Splitting Kongsberg water column data into .all and .wcd files.

I goofed up on my previous post about this, I'm learning blog formatting as I go and apparently my code got a little funky when I cut and paste it into the blog.  Here's another attempt that should be safer (I think).

Have fun!!

 #!/usr/bin/env python2.6  
   
 import os  
 import struct  
 import time  
 import sys  
   
 file_count=0  
 debug=False  
   
 dir="split"  
   
 for filename in sys.argv:  
   
   file_count += 1  
   
   if (file_count == 1):  
     # I'm too lazy to parse command line args so just skipping over the   
     # script name (which is arg zero in the list)  
     continue  
   
   file = open(filename, 'rb')  
   filesize = os.path.getsize(filename)  
   
   # What is the path to the input file without the filename?  
   filepath=os.path.dirname(filename)  
   fileprefix=os.path.basename(filename)  
   if debug or True:  
     print "Doing file",filename  
     print "Got file path",filepath  
     print "Got file basename",fileprefix  
   
   # Join the file's directory path with the usual output subdirectory name  
   outdir=os.path.join(filepath,dir)

- [ENTRIES SHOWN]
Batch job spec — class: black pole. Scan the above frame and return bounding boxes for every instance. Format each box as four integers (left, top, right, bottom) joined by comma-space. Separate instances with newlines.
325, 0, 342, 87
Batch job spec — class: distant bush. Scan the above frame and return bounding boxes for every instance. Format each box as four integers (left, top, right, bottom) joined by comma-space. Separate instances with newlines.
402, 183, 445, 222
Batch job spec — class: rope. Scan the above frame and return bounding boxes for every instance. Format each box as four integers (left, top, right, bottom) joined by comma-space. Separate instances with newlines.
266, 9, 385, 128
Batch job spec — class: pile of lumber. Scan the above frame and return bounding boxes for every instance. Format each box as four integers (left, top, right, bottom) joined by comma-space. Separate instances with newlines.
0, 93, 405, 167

- [TASKS TO COMPLETE]
1. Into which two kinds of files does the post on Kongsberg water column data split that data?
2. Write out the Kongsberg post from "file_count += 1" up to and including "filepath=os.path.dirname(filename)", replacing "filesize" with "file_size".

- [FULL SOLUTIONS]
1. Into .all and .wcd files.

2.
file_count += 1  
   
   if (file_count == 1):  
     # I'm too lazy to parse command line args so just skipping over the   
     # script name (which is arg zero in the list)  
     continue  
   
   file = open(filename, 'rb')  
   file_size = os.path.getsize(filename)  
   
   # What is the path to the input file without the filename?  
   filepath=os.path.dirname(filename)